> EXTRAIT FOURNI:
Avec son climat délétère et ses débordements, le match de dimanche soir entre Marseille et Lyon n’a certes pas montré le meilleur de l’Humain. Il a en tout cas remis à l’agenda la question du rapport entre pouvoirs publics, instances sportives, clubs et supporters.
Curieusement, la démocratie participative si prompte à se mêler de tout reste assez éloignée des choses du football. Pourtant, à y regarder de plus près, les conflits, enjeux et jeux d’acteurs entre supporters, clubs, instances sportives et pouvoirs publics ne sont pas si éloignés de ce qu’on peut connaître par ailleurs dans le domaine de l’environnement ou des politiques urbaines. La démocratie participative n’a aucune raison de ne pas s’intéresser à la question, ce dont le football pourrait bénéficier.

> DONNÉES BRUTES:
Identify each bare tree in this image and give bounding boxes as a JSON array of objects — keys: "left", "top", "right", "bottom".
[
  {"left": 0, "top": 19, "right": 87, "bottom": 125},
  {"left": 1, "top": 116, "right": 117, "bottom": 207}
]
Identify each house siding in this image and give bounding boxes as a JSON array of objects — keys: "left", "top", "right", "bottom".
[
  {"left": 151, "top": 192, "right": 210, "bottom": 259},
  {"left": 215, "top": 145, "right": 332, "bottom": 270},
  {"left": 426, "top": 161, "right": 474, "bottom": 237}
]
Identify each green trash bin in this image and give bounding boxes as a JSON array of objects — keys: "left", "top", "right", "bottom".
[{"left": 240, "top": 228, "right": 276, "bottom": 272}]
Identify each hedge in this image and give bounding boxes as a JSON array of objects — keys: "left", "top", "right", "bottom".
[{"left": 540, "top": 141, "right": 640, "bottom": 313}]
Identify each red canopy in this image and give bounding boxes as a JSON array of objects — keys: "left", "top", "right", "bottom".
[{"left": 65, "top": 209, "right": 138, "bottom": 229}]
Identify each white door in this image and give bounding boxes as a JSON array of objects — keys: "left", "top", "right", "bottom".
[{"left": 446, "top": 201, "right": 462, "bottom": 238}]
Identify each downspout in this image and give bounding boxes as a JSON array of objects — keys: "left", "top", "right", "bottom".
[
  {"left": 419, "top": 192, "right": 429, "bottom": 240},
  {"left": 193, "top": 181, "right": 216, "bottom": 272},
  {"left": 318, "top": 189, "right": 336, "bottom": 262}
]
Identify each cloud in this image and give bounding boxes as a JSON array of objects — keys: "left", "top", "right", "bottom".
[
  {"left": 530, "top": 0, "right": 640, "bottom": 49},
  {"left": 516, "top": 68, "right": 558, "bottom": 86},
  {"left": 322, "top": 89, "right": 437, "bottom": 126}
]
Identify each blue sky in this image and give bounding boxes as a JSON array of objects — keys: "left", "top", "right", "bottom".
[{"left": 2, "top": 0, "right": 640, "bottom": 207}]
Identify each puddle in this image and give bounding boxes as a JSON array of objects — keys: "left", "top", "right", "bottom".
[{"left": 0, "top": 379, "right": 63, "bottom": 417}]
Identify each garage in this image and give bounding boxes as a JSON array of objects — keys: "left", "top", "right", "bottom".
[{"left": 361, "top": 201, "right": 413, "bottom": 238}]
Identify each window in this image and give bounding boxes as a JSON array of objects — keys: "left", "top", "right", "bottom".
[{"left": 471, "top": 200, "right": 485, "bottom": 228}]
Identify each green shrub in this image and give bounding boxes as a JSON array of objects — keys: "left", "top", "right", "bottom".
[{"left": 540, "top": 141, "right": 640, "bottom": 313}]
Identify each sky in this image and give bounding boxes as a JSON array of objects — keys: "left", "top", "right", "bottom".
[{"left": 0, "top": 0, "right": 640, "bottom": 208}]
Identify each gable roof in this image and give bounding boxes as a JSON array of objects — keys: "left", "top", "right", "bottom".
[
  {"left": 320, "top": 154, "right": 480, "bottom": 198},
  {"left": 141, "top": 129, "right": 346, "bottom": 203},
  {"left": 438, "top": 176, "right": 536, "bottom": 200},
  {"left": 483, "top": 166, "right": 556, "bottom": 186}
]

> CONSIGNES:
• A. Reformulez sous forme de liste à puces le paragraphe de l'extrait fourni qui commence par « Curieusement, la démocratie participative », en gardant ses idées principales.
• B. Transcrivez à l'identique le passage de l'extrait fourni compris entre « Avec son climat » et « football pourrait bénéficier. », ces deux bornes incluses.

> CORRIGÉ DES CONSIGNES:
• A.
- La démocratie participative, prompte à se mêler de tout, reste assez éloignée du football.
- Les conflits, enjeux et jeux d'acteurs entre supporters, clubs, instances sportives et pouvoirs publics ressemblent pourtant à ceux de l'environnement ou des politiques urbaines.
- La démocratie participative n'a aucune raison de ne pas s'intéresser à la question, et le football pourrait en bénéficier.

• B.
Avec son climat délétère et ses débordements, le match de dimanche soir entre Marseille et Lyon n’a certes pas montré le meilleur de l’Humain. Il a en tout cas remis à l’agenda la question du rapport entre pouvoirs publics, instances sportives, clubs et supporters.
Curieusement, la démocratie participative si prompte à se mêler de tout reste assez éloignée des choses du football. Pourtant, à y regarder de plus près, les conflits, enjeux et jeux d’acteurs entre supporters, clubs, instances sportives et pouvoirs publics ne sont pas si éloignés de ce qu’on peut connaître par ailleurs dans le domaine de l’environnement ou des politiques urbaines. La démocratie participative n’a aucune raison de ne pas s’intéresser à la question, ce dont le football pourrait bénéficier.